======== Texto fornecido ========

Nelita Barbosa – A escrita como forma de resistência

Conheci a história da Nelita Barroso conhecendo primeiro a sua neta, Renata Reis, que por uma super e feliz coincidência veio morar comigo, pra fazer mobilidade na UNILA. Nelita é uma mulher muito forte, que rompeu com algo historicamente proibido para as mulheres: a escrita. Escreveu sua história, se colocou como protagonista de um tempo e de uma vida.

Nelita Barbosa nasceu no dia 5 de abril de 1925, no povoado de Patioba, Japaratuba, estado de Sergipe.

Em julho de 1987, ela escreveu a mão, o livro autobiográfico: “Uma história da vida”, transcrito e impresso depois por seus filhos. Publicado de forma independente, no sindicato do Partido dos Trabalhadores, em Diadema.

No livro, Nelita não conta só a sua trajetória de vida, mas toda a conjuntura social e política de uma sociedade:

“Em Patioba, o povo vivia de roças, plantava-se feijão, mandioca, milho, batata-doce, inhame, abóbora, melancia, amendoim, e havia regiões que se plantava algodão, fava, feijão de corda e muitos legumes produtivos. A cana-de-açúcar só quem plantava eram os ricos fazendeiros e todos os moradores de Patioba trabalhavam para eles. O povo vivia trabalhando de cinco horas da manhã até as seis horas da noite para ganhar um salário muito baixo e que não dava para comprar alimentos para seus filhos.” (pg 5)

========

**Tarefa A**
Indique se cada afirmação concorda com o texto sobre Nelita, respondendo sim ou não e citando literalmente as palavras do texto que decidem a questão: (i) o livro autobiográfico foi escrito à mão em julho de 1987; (ii) em Patioba, os próprios moradores plantavam cana-de-açúcar em suas roças; (iii) a jornada de trabalho começava às cinco horas da manhã.
**Tarefa B**
Continue o texto sobre Nelita a partir do ponto em que ele termina.

======== Dados em estudo ========

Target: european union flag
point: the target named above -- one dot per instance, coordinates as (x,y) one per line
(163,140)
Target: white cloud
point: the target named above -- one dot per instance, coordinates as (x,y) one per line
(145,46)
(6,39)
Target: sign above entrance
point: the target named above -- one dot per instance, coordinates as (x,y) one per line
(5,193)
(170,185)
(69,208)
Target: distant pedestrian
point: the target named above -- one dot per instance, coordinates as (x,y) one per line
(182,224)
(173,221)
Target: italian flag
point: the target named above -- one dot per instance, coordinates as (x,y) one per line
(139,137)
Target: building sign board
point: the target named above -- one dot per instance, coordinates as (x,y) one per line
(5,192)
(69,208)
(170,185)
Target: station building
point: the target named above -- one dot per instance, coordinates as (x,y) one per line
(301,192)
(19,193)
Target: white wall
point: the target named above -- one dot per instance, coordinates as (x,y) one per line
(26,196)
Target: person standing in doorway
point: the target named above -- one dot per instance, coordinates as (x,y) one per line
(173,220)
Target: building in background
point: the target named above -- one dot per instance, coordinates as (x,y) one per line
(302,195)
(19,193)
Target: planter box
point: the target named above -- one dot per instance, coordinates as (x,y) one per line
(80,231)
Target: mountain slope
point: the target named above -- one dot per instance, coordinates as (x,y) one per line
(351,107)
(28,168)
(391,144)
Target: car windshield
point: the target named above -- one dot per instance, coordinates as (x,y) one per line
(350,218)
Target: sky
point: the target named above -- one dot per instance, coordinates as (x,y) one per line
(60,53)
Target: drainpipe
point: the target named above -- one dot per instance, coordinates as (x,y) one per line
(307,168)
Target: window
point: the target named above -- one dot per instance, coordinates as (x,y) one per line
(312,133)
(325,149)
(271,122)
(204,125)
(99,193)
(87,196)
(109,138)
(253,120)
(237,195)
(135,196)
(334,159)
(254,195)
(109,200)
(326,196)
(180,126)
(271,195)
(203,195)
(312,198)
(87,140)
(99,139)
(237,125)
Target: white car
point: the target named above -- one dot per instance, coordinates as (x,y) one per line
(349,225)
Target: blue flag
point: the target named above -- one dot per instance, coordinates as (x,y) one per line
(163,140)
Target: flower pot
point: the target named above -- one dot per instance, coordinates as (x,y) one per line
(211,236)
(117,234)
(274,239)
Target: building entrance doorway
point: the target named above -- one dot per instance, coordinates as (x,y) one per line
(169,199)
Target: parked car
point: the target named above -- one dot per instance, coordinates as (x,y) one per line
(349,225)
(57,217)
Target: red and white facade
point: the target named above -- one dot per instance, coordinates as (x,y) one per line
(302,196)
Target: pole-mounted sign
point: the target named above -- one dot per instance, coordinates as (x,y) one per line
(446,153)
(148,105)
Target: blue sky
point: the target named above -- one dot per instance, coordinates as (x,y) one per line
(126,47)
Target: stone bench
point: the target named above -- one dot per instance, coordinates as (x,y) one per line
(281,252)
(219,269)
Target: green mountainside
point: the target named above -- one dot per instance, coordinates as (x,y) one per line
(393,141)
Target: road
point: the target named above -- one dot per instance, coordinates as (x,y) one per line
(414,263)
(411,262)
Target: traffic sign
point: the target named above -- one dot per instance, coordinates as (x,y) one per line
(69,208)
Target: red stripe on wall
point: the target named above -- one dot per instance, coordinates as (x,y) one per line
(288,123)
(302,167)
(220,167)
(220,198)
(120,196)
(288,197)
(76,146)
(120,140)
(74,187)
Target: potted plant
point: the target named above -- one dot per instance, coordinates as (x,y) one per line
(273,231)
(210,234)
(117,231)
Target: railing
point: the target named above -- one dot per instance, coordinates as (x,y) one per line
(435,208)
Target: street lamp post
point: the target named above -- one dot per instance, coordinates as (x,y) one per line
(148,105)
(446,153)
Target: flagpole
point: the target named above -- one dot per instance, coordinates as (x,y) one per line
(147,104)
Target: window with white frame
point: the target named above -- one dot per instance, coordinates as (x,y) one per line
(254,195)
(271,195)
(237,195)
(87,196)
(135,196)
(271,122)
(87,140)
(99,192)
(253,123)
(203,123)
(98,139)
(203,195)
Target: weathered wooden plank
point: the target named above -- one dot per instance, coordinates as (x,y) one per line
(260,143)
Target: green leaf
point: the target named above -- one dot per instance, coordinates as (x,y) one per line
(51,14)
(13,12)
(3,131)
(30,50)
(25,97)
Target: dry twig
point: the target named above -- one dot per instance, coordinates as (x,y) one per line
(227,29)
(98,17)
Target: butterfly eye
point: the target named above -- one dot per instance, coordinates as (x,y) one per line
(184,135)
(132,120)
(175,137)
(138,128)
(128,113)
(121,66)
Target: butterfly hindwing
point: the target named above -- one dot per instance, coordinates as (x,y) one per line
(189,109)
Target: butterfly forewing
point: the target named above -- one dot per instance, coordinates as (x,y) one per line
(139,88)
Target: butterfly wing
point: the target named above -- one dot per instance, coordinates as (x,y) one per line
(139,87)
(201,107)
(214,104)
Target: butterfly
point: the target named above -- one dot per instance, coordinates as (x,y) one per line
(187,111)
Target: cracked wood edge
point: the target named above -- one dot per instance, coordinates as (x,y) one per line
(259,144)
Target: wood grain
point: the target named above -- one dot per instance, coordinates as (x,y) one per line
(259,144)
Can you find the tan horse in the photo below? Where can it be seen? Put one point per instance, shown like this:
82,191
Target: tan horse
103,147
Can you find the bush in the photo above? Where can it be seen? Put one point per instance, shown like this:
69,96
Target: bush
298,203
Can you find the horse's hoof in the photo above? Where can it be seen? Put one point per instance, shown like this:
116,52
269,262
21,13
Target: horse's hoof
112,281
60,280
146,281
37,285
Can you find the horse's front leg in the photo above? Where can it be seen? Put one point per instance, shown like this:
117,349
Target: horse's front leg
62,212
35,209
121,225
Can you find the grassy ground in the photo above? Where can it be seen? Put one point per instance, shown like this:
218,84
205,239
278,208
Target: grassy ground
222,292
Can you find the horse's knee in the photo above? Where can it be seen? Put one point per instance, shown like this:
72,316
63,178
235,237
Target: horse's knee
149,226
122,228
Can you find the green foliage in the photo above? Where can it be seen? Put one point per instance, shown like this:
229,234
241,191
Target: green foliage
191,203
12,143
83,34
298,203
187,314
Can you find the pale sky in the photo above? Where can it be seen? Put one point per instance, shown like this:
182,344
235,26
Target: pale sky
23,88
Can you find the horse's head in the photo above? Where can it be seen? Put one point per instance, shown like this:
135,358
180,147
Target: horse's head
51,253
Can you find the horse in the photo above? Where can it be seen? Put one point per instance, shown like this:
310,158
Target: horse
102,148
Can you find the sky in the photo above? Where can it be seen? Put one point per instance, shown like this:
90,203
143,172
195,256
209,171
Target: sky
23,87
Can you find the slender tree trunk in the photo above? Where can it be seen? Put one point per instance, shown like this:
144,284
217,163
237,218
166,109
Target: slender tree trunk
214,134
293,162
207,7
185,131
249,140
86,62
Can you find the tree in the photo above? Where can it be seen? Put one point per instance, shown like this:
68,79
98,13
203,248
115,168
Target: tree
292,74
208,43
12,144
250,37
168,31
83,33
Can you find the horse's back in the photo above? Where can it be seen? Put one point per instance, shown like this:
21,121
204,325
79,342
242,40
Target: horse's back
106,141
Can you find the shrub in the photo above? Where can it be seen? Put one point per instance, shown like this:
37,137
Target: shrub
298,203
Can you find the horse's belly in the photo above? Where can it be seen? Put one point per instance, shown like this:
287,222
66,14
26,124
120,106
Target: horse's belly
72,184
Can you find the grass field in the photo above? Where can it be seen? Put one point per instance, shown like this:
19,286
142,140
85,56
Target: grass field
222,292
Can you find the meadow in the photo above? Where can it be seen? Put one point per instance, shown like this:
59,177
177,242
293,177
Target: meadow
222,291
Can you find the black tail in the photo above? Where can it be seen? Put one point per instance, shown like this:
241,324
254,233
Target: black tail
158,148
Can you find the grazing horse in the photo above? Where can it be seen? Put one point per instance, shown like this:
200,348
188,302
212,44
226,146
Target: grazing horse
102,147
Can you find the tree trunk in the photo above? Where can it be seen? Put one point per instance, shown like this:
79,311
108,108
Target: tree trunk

========

**Resposta final A**
(i) Sim: "Em julho de 1987, ela escreveu a mão, o livro autobiográfico".
(ii) Não: "A cana-de-açúcar só quem plantava eram os ricos fazendeiros".
(iii) Sim: "de cinco horas da manhã até as seis horas da noite".

**Resposta final B**
Começando a trabalhar desde muito cedo, Nelita conta que foi a igreja da cidade, e lá, viu meninas lendo a bíblia. Depois disso, ela ficou de cama, com febre e muito doente, por vários dias. Sua mãe, tentou de tudo para ajuda-la, até que Nelita disse que se sentia assim porque queria MUITO estudar, aprender a ler e escrever. Com ajuda do irmão mais velho, ganhou um livro de alfabetização. No final do ano, Nelita já sabia ler e escrever.
E assim, começou a dar aulas para a comunidade. Deu aula pra muita, muita gente, começando aos 13 anos de idade. O tempo foi passando e Nelita, mesmo sem diploma, continuou alfabetizando jovens e idosos. Perto de completar seus 20 anos, voltou a trabalhar nas “roças dos ricos” (pg 20), dando aula somente no período noturno.

No dia 08 de fevereiro de 1947, Nelita se casou. Foi viver em Aracajú. E lá, passou por muitas dificuldades.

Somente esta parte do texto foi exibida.